Text excerpt
^^^^
Understanding and optimizing Amazon Timestream Compute Units for efficient time series data management

Amazon Timestream for LiveAnalytics is a fast, scalable, and serverless time-series database that makes it straightforward and cost-effective to store and analyze trillions of events per day. Customers across a broad range of industry verticals have adopted Amazon Timestream to derive real-time insights, monitor critical business applications, and analyze millions of real-time events across applications, websites, and devices, including Internet of Things (IoT). Timestream can automatically scale to meet the demands of your workload without any overhead required to manage the underlying infrastructure, enabling you to focus on building your applications.

In response to customer feedback, we introduced a new pricing model designed to provide a more cost-effective and predictable solution for querying time series data. The previous pricing model for queries, which charged based on the amount of data scanned and had a minimum of 10 MB per query, could be expensive for use cases where queries often scanned only a few KBs of time series data. In addition, it was challenging to limit the spend on queries. To address these concerns, we introduced a new pricing model that charges based on the compute resources used rather than the amount of data scanned by the queries. This new pricing model, based on Timestream Compute Units (TCUs), offers a more cost-effective and predictable way to query your time series data. It aligns costs with the actual resources used, and you can configure the maximum number of compute resources to be used for queries, aiding adherence to budgets.
^^^^
Short problem 1
Based on the Timestream Compute Units article, state whether each statement agrees with it: (a) the earlier query pricing had a 10 MB minimum per query; (b) the new pricing model charges by the amount of data scanned; (c) users can set the maximum compute resources used for queries. For each, answer yes or no and quote the deciding words.
^^^^
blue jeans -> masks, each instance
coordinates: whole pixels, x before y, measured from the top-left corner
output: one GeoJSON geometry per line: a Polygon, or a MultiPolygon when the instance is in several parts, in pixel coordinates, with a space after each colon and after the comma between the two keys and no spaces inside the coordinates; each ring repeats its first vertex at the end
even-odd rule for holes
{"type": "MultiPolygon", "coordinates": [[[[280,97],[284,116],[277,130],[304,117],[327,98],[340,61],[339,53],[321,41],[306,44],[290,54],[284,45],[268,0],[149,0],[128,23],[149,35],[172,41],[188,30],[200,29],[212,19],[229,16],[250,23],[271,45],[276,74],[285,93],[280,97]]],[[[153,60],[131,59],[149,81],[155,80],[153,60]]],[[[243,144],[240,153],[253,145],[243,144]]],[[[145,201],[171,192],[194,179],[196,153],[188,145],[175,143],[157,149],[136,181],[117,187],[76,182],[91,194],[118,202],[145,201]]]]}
^^^^
Short problem 2
Quote the entry that follows the Timestream Compute Units article, reproducing every one of its lines unchanged.

Worked solution 1
(a) Yes: "had a minimum of 10 MB per query"
(b) No: "charges based on the compute resources used rather than the amount of data scanned by the queries"
(c) Yes: "you can configure the maximum number of compute resources to be used for queries"

Worked solution 2
blue jeans -> masks, each instance
coordinates: whole pixels, x before y, measured from the top-left corner
output: one GeoJSON geometry per line: a Polygon, or a MultiPolygon when the instance is in several parts, in pixel coordinates, with a space after each colon and after the comma between the two keys and no spaces inside the coordinates; each ring repeats its first vertex at the end
even-odd rule for holes
{"type": "MultiPolygon", "coordinates": [[[[280,97],[284,116],[277,130],[304,117],[327,98],[340,61],[339,53],[321,41],[306,44],[290,54],[284,45],[268,0],[149,0],[128,23],[149,35],[172,41],[188,30],[200,29],[212,19],[229,16],[250,23],[271,45],[276,74],[285,93],[280,97]]],[[[153,60],[131,59],[149,81],[155,80],[153,60]]],[[[243,144],[240,153],[253,145],[243,144]]],[[[145,201],[171,192],[194,179],[196,153],[188,145],[175,143],[157,149],[136,181],[117,187],[76,182],[91,194],[118,202],[145,201]]]]}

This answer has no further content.